begin Input material
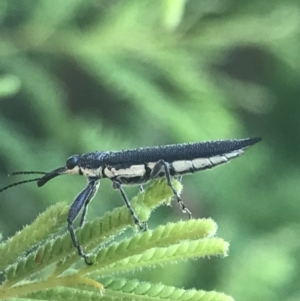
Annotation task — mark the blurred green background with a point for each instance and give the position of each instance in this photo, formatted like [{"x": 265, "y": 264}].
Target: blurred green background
[{"x": 84, "y": 75}]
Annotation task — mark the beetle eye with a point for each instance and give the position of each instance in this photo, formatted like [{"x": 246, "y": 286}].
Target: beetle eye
[{"x": 72, "y": 162}]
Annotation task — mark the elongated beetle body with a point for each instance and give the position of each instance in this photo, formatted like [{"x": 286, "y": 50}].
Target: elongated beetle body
[{"x": 136, "y": 167}]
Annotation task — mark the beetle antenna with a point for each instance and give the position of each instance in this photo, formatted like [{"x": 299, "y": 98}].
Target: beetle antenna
[{"x": 19, "y": 183}]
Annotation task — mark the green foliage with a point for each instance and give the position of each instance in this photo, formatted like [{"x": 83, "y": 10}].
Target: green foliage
[
  {"x": 84, "y": 75},
  {"x": 52, "y": 269}
]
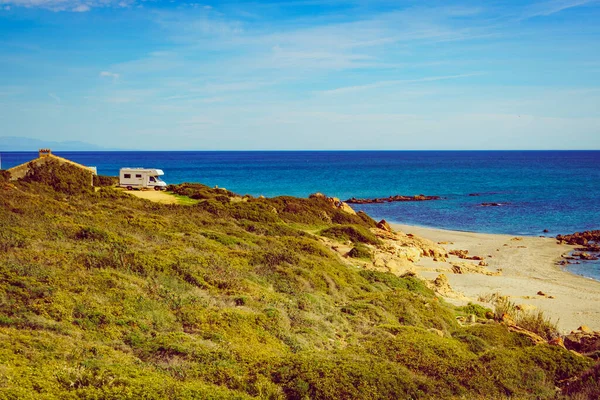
end Input material
- **To do**
Count how many of the lines above contain the string "green", with case taken into account, and reply with only that number.

- **Reply to the task**
4